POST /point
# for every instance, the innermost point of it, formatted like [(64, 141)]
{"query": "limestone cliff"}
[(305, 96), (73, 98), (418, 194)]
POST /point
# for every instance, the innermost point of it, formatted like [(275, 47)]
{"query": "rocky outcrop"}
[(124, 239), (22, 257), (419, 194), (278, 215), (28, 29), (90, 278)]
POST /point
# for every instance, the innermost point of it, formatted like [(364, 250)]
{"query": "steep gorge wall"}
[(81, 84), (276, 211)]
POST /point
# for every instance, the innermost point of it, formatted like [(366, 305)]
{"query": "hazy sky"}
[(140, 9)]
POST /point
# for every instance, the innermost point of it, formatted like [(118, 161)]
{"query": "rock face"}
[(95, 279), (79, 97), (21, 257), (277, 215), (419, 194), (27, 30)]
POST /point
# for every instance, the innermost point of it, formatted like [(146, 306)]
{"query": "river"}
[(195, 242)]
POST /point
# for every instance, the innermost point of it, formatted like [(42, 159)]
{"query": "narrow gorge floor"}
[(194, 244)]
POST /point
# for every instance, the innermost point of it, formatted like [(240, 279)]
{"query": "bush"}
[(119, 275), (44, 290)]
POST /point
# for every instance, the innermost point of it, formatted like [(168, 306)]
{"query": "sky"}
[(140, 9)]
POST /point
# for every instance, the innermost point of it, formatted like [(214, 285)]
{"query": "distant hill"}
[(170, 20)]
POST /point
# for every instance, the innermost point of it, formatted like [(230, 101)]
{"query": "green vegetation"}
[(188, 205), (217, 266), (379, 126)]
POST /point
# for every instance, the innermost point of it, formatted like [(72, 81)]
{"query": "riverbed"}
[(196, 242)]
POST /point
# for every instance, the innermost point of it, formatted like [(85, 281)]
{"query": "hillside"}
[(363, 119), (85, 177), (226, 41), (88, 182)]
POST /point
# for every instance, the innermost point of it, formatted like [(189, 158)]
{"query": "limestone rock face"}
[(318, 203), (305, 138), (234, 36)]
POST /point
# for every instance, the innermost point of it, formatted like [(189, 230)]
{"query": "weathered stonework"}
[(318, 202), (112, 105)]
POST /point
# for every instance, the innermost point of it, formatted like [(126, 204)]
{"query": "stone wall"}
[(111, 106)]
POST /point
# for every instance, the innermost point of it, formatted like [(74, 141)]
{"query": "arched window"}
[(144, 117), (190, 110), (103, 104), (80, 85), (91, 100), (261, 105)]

- - -

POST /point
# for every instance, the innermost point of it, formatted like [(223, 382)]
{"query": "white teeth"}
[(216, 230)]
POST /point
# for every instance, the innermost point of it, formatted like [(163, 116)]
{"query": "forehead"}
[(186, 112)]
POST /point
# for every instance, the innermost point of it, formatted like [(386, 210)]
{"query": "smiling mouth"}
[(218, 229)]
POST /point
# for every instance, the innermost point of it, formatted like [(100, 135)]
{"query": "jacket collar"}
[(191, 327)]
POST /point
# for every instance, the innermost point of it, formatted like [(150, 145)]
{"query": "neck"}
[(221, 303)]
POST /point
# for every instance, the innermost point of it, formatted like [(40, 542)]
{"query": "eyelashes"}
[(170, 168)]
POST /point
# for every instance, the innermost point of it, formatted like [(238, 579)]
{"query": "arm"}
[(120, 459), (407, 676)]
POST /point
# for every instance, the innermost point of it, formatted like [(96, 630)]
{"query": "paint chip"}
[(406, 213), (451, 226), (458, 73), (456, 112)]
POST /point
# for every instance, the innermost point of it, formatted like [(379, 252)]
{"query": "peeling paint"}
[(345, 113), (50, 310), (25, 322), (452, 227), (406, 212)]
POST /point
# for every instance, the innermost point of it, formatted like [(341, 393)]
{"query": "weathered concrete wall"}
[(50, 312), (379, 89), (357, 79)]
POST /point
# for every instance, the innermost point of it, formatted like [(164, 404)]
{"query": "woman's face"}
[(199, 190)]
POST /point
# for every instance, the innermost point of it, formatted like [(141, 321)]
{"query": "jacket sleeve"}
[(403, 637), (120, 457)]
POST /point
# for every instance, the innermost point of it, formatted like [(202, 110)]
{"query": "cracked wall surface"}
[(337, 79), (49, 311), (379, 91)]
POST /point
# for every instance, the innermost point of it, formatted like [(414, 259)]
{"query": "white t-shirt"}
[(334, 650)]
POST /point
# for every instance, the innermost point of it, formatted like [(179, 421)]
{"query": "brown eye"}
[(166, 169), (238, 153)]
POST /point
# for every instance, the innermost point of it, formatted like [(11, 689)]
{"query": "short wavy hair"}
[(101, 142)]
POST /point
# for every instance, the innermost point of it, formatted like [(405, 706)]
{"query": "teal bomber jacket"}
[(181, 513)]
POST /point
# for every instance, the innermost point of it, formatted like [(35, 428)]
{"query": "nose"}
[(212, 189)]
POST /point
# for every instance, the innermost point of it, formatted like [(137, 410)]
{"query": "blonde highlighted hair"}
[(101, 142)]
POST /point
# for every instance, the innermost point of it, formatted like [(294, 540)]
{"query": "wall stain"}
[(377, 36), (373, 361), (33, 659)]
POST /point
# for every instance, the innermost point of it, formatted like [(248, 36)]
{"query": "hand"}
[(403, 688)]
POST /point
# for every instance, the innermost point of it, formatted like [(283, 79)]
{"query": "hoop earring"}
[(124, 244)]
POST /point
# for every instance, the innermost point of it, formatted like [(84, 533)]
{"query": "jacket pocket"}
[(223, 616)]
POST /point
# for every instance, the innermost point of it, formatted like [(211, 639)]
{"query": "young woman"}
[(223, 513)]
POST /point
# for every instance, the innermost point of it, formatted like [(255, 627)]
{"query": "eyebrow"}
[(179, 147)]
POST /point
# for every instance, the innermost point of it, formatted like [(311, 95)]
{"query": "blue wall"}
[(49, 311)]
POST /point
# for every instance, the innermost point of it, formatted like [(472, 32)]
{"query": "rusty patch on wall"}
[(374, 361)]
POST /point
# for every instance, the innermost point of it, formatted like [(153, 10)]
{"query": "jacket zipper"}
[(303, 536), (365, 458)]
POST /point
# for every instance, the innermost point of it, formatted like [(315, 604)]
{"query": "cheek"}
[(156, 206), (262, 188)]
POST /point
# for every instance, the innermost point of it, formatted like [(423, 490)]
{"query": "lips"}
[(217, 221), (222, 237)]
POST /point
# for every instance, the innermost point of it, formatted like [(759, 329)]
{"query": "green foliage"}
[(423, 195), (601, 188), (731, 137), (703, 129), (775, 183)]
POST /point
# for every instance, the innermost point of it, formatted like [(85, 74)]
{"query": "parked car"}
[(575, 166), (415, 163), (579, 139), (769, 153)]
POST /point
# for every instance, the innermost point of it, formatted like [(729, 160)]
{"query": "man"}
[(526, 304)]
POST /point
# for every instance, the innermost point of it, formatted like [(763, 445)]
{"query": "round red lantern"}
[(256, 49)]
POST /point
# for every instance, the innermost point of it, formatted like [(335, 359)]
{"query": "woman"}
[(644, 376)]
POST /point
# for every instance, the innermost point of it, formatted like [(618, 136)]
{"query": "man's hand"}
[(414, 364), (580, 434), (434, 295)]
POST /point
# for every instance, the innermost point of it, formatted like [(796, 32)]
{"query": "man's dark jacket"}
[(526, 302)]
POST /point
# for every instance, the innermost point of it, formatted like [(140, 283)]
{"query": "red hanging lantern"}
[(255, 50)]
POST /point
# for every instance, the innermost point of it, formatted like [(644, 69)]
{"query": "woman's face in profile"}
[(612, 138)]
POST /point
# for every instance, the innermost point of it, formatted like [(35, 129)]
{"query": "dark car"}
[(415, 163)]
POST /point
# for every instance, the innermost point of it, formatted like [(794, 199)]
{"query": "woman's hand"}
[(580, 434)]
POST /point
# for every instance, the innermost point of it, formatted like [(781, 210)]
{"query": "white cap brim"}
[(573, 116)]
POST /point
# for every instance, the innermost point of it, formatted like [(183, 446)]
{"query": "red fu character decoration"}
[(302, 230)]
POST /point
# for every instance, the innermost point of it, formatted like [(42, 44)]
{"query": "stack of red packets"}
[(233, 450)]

- - -

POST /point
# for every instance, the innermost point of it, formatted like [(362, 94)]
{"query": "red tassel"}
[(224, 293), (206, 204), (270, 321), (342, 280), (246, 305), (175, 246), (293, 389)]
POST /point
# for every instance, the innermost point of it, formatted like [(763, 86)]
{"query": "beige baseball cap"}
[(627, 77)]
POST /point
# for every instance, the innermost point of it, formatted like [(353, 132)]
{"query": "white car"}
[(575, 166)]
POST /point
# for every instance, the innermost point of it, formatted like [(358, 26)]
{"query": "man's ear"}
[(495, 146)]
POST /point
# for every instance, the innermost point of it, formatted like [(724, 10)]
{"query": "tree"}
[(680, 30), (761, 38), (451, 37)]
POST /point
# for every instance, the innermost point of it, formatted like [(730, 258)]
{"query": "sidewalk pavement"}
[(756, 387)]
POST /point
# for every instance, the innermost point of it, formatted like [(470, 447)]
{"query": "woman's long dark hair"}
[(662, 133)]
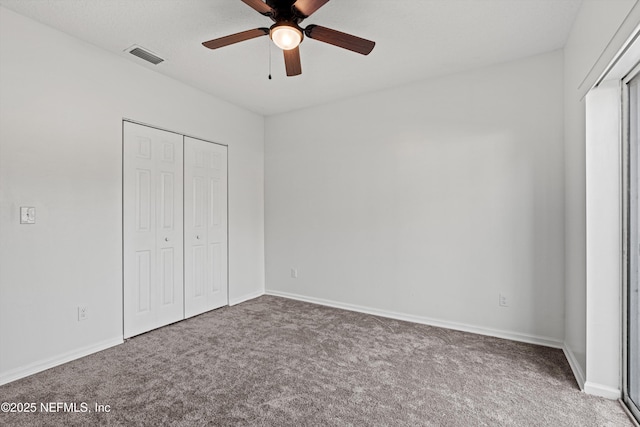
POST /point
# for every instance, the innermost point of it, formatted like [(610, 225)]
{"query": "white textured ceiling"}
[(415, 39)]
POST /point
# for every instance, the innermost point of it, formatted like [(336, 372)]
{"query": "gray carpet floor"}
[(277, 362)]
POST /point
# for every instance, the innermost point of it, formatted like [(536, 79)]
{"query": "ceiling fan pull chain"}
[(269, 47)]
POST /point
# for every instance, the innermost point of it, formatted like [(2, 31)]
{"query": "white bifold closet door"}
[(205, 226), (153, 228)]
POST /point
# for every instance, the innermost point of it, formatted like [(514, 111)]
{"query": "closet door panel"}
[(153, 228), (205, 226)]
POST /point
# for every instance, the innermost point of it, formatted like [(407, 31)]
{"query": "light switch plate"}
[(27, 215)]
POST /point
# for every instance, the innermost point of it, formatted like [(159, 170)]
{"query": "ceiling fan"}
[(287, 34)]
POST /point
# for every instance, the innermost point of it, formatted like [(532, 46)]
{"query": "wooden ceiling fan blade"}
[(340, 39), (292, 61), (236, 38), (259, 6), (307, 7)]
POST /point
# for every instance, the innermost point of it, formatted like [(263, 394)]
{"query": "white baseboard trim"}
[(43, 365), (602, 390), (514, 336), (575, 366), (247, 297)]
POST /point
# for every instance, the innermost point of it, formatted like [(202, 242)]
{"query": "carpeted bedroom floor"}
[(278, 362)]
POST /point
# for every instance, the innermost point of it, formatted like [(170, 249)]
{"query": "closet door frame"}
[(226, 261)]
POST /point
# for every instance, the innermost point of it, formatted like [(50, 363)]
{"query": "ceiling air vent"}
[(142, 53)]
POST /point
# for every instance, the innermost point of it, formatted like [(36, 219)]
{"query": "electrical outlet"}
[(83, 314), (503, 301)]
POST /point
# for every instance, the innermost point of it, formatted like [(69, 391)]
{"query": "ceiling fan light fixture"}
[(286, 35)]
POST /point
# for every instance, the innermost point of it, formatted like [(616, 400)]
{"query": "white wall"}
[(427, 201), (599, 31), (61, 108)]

- - -

* **What you are asked to do**
Once you reach the line with "like [(2, 31)]" in the data above, copy it and every line after it exactly, up to and including the line with "like [(50, 363)]".

* **Final answer**
# for every instance, the innermost point of it, formatted like [(2, 31)]
{"query": "white bifold closet door"}
[(205, 226), (153, 228)]
POST /point
# for every instance, the innermost point of it, formatted like [(514, 111)]
{"query": "closet door panel"}
[(153, 228), (205, 226)]
POST /point
# for every instance, the innermost point of it, formatted like [(407, 31)]
{"query": "light switch plate"}
[(27, 215)]
POST /point
# for every instance, the innermost point of it, formatted like [(159, 170)]
{"query": "ceiling fan"}
[(287, 34)]
POST /point
# for every instance, the innermost point of it, formatted like [(532, 46)]
{"query": "wooden ceiling fan blade"}
[(340, 39), (292, 61), (236, 38), (259, 6), (307, 7)]
POST /point
# for every instance, the innermost point of it, formatted like [(263, 394)]
{"query": "white baseboard trim"}
[(43, 365), (602, 390), (514, 336), (575, 366), (247, 297)]
POST /point
# for every instance, the innermost point of it, formatted like [(202, 242)]
{"query": "carpeted bedroom floor"}
[(278, 362)]
POST /point
# for every instance, the innermost point of it, formatted like [(170, 249)]
{"query": "closet door frame"}
[(226, 261)]
POST /point
# for every instance, the innermost point of it, formatted like [(50, 363)]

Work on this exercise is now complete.